**DATASET**:
....
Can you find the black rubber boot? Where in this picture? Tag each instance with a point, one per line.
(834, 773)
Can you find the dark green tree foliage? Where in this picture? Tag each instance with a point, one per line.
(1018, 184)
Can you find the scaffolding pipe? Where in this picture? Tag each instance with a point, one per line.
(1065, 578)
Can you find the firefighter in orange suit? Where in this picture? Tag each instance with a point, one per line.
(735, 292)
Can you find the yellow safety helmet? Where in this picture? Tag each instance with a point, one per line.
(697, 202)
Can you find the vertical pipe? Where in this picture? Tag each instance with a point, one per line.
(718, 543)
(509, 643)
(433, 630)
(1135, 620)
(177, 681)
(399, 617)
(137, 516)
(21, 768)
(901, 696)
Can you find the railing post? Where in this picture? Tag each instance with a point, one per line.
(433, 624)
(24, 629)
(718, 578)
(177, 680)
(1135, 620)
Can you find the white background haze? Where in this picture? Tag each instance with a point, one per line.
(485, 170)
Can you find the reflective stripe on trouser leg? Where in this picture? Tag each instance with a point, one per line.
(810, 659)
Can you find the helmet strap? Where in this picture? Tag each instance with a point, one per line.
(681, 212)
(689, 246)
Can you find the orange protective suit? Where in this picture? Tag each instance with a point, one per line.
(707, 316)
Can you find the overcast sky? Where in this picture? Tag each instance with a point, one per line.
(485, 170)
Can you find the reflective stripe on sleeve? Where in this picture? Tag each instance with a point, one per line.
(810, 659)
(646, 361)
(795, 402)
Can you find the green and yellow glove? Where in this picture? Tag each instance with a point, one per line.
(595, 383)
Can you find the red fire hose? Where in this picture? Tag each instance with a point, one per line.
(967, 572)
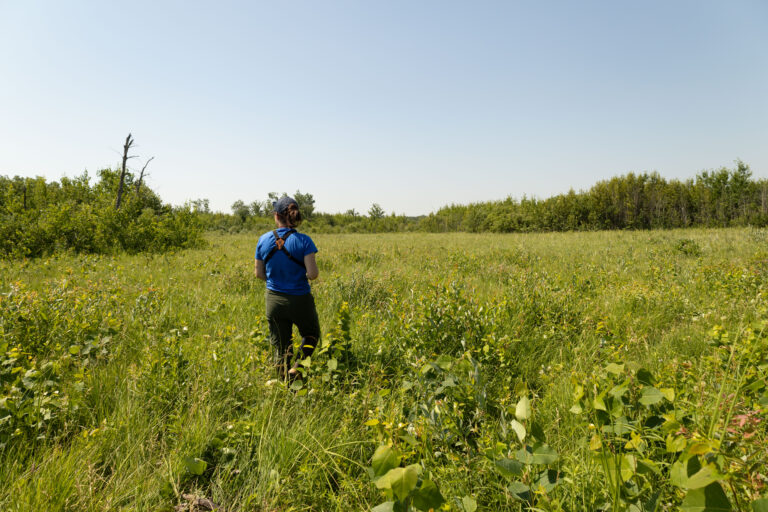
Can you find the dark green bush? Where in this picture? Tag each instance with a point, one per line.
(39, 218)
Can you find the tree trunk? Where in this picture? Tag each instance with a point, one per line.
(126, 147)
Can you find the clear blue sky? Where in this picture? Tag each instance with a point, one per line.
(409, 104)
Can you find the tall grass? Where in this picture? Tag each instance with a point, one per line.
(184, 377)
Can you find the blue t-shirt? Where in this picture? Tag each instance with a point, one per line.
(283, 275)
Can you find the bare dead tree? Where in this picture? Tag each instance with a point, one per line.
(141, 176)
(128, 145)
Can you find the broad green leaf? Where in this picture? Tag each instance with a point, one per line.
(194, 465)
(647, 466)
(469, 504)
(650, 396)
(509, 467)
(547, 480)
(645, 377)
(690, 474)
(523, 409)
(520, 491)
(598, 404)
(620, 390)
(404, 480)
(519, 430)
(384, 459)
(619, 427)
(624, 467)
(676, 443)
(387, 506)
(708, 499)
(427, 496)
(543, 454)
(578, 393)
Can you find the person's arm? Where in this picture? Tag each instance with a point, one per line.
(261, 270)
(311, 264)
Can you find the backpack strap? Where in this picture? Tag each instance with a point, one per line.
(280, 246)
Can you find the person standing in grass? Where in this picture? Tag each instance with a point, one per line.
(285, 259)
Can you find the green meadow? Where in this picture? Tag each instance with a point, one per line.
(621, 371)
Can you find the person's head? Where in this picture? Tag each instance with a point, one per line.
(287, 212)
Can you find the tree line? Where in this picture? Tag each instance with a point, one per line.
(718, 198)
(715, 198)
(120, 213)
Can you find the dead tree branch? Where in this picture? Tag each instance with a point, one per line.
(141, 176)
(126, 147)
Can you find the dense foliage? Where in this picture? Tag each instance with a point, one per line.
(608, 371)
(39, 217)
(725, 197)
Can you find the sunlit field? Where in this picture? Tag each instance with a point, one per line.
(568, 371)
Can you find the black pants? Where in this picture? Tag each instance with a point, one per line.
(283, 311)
....
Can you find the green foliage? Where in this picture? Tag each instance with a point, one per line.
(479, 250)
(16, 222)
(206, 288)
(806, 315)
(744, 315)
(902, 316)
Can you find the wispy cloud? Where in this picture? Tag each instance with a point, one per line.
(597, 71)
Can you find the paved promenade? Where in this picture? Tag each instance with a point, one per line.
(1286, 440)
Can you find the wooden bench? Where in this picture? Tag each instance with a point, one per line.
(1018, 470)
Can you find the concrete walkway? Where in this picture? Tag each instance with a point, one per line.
....
**WHAT YOU NEED TO DO**: Starting at the line above that contains "Can you find the wooden", write out each line exactly until the line that contains "Can you find the concrete" has been written, and stop there.

**EXPECTED OUTPUT**:
Can you find the wooden bench? Where in this picture? Tag each instance with a point, one per line.
(1018, 470)
Can you find the concrete walkway? Where in this picture? Tag each instance with a point, one per line.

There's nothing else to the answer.